#### WORK TO BE COMPLETED
Put the lines of the data below into a Markdown table with the columns Row and Line, numbering each row and omitting blank lines. Include only the lines from the start of the data through the line holding "(1301, 241)", inclusive.

#### DATA TO PROCESS
## begin
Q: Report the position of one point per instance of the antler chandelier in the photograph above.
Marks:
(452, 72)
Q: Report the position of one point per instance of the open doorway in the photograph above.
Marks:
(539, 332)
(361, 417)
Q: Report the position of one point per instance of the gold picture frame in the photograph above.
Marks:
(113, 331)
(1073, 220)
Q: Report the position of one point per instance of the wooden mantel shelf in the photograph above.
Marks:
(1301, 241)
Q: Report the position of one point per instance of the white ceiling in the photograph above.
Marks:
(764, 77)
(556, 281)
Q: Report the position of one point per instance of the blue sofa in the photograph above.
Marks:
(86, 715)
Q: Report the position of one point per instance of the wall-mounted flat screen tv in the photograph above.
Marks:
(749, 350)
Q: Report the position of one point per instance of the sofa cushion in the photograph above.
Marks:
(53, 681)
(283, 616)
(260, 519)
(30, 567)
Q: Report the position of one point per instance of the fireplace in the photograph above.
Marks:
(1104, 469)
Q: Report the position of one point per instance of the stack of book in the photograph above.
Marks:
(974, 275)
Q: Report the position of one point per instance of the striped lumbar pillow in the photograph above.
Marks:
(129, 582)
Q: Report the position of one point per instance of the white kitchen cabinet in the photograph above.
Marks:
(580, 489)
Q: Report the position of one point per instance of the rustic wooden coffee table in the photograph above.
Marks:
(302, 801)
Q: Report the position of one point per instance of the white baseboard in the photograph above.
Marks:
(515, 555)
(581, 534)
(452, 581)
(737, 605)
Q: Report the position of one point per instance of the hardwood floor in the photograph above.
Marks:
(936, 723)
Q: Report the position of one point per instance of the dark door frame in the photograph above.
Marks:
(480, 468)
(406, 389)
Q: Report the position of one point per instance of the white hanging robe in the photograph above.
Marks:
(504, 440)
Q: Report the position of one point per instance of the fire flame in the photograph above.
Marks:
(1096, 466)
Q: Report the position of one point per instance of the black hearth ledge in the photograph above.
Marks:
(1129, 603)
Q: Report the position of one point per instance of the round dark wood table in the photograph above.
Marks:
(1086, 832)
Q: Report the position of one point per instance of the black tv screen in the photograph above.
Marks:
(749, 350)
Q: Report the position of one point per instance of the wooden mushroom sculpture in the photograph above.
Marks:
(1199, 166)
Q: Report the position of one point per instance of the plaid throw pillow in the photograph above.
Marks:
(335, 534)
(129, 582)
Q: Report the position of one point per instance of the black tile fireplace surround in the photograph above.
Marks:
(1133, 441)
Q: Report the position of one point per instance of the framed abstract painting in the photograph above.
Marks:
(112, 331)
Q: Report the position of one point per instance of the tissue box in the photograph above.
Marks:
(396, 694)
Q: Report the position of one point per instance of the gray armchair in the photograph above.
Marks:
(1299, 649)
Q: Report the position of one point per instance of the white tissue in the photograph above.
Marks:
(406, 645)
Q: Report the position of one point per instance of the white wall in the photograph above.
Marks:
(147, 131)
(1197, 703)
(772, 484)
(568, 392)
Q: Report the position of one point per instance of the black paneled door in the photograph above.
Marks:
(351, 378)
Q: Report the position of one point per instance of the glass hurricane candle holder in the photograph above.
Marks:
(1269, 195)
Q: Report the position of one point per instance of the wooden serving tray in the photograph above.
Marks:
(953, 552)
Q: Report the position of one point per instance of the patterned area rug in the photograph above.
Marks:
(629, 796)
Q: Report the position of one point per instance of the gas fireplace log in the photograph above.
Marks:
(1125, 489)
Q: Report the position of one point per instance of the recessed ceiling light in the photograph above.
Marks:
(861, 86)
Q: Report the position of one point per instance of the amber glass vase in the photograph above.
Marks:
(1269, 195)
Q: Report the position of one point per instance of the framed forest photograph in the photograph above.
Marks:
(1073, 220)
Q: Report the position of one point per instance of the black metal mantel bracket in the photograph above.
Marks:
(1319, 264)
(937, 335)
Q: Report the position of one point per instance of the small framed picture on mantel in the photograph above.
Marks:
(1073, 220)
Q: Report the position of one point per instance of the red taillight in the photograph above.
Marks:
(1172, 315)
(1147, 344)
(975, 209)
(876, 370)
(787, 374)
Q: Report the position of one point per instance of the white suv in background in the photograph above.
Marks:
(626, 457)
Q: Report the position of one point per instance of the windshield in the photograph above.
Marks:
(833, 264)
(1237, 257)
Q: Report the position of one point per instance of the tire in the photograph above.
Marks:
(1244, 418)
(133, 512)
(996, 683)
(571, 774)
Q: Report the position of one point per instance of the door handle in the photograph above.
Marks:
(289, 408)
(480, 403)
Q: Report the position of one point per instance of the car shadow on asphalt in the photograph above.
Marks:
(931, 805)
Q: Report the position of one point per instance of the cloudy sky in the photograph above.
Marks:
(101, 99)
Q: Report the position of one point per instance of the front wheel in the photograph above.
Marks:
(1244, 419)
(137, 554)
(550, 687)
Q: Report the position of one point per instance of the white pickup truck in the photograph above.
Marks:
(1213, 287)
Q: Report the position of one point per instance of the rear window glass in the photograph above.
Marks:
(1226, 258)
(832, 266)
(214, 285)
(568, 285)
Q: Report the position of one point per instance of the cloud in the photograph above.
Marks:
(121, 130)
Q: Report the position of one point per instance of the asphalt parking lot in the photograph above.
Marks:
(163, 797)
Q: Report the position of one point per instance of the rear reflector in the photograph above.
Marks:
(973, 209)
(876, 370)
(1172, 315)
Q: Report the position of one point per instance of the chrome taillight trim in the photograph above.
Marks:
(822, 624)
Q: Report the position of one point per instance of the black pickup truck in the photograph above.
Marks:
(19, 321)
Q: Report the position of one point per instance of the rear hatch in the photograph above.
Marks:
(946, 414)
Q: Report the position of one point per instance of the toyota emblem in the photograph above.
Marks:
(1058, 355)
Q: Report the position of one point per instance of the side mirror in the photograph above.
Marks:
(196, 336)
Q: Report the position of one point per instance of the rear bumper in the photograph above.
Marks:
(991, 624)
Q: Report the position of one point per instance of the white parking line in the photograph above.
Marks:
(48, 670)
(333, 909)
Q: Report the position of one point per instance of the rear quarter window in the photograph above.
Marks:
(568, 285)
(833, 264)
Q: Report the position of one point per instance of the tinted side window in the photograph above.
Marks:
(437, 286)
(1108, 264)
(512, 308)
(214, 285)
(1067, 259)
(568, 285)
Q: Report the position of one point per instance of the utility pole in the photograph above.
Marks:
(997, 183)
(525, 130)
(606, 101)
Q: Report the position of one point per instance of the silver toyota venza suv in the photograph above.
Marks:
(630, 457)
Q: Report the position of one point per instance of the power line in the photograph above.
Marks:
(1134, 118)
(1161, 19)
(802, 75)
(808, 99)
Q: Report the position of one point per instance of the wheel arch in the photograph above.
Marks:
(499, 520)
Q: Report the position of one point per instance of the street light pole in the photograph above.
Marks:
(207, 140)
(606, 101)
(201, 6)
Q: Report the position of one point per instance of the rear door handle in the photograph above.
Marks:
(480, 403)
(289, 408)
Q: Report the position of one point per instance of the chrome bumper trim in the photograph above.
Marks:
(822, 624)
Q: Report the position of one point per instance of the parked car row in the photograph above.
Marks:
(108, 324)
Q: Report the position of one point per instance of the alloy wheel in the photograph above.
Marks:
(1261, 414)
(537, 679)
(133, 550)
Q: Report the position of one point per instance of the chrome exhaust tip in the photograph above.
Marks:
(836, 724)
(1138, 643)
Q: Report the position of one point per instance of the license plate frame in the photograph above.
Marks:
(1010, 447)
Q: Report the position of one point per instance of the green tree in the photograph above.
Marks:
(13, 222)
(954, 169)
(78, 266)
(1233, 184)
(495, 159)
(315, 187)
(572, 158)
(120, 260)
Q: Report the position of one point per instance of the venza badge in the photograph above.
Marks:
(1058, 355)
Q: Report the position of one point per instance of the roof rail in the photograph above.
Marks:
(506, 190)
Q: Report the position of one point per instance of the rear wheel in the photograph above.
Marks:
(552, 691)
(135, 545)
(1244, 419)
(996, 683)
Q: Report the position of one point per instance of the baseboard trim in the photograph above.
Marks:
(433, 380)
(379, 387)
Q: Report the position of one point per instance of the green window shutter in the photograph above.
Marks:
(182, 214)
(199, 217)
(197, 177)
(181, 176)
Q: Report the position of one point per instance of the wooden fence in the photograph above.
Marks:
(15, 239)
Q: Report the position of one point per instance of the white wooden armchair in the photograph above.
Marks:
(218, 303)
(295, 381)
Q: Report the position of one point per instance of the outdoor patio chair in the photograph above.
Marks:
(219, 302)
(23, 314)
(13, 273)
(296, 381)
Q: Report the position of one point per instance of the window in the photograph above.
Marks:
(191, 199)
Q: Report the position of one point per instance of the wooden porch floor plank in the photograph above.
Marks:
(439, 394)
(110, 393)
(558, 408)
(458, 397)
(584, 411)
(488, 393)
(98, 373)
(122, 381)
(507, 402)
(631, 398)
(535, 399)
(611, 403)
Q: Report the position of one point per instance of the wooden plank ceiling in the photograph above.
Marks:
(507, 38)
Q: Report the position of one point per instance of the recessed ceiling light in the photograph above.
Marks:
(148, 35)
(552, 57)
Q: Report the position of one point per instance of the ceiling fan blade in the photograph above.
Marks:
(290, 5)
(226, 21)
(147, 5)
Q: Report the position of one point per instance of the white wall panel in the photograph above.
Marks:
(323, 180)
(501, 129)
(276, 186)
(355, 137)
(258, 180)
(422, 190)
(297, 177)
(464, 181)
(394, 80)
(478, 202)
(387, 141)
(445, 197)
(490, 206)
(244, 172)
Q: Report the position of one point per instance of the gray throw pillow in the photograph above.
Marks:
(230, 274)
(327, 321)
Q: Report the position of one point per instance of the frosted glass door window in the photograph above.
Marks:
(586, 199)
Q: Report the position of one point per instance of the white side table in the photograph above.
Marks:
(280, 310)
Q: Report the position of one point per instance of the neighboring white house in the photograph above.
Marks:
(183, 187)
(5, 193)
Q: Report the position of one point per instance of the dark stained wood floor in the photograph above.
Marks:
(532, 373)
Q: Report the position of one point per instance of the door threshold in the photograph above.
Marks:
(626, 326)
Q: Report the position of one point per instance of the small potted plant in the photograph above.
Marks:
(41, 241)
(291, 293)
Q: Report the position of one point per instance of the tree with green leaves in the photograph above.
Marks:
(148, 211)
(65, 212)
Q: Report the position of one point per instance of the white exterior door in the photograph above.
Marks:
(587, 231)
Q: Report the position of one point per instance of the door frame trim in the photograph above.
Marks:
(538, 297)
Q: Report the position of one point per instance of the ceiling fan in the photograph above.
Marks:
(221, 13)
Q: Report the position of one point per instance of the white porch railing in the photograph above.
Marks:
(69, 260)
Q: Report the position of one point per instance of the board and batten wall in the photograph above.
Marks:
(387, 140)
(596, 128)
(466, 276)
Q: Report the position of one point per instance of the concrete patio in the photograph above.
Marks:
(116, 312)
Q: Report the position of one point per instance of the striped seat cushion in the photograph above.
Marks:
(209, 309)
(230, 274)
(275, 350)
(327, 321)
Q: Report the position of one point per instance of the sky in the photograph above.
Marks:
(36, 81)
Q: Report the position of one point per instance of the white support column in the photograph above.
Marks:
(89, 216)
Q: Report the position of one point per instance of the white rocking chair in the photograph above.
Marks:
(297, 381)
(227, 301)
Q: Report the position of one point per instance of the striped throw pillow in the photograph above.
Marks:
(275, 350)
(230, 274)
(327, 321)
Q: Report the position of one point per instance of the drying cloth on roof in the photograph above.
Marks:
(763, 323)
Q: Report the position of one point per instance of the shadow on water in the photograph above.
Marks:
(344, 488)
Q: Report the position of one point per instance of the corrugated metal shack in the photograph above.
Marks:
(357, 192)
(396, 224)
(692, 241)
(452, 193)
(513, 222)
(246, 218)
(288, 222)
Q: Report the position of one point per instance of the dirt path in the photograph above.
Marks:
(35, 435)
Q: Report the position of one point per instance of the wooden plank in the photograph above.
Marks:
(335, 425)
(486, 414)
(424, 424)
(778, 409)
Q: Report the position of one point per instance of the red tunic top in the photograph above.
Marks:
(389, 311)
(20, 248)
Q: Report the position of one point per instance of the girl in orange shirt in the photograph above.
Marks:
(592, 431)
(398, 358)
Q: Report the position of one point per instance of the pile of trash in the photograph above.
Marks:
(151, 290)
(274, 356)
## end
#### ANSWER BELOW
| Row | Line |
|---|---|
| 1 | Q: Report the position of one point per instance of the antler chandelier in the photograph above. |
| 2 | Marks: |
| 3 | (452, 72) |
| 4 | Q: Report the position of one point per instance of the open doorway in the photograph above. |
| 5 | Marks: |
| 6 | (539, 332) |
| 7 | (361, 417) |
| 8 | Q: Report the position of one point per instance of the gold picture frame in the photograph above. |
| 9 | Marks: |
| 10 | (113, 331) |
| 11 | (1073, 220) |
| 12 | Q: Report the position of one point per instance of the wooden mantel shelf in the photograph above. |
| 13 | Marks: |
| 14 | (1301, 241) |